### What is needed
Copy the data word for word, beginning at the line that contains "[segment] <item>small stone</item>" and stopping after the line that contains "POLYGON ((102 120, 98".

### Records to use
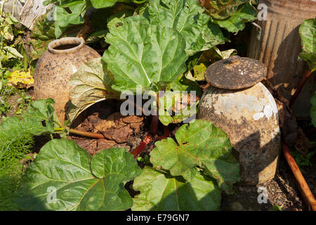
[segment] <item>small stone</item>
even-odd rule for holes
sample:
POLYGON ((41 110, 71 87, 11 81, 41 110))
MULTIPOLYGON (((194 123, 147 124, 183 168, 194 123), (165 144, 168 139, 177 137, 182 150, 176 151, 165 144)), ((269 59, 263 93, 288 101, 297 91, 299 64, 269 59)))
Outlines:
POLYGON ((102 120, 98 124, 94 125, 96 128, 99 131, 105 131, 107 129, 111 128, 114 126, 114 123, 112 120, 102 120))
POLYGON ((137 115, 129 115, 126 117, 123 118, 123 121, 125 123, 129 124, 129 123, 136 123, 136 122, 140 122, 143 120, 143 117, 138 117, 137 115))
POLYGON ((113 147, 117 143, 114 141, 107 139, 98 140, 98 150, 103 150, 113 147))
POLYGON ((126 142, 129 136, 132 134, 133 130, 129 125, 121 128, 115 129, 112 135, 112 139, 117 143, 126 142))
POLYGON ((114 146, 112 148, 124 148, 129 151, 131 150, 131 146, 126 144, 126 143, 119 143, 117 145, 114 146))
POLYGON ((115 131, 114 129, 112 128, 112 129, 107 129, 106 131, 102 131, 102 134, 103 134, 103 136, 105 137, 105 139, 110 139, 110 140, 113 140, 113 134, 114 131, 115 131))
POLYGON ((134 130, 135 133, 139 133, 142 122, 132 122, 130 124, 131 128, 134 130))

* * *

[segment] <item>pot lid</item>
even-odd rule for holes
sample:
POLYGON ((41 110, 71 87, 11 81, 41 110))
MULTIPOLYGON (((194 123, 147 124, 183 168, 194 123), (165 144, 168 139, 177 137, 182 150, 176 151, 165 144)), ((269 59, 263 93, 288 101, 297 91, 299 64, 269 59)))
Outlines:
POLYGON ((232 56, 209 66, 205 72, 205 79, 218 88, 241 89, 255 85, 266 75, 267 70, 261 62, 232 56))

### Correct answer
[segment] <item>small stone</item>
even-odd rule for holes
sample:
POLYGON ((41 110, 71 87, 11 81, 41 110))
MULTIPOLYGON (((194 123, 147 124, 183 168, 194 123), (165 144, 168 139, 177 137, 182 150, 176 151, 165 144)), ((269 59, 263 93, 288 101, 297 91, 299 64, 269 59)))
Outlines:
POLYGON ((102 120, 98 124, 94 125, 96 128, 99 131, 105 131, 107 129, 111 128, 114 126, 114 123, 112 120, 102 120))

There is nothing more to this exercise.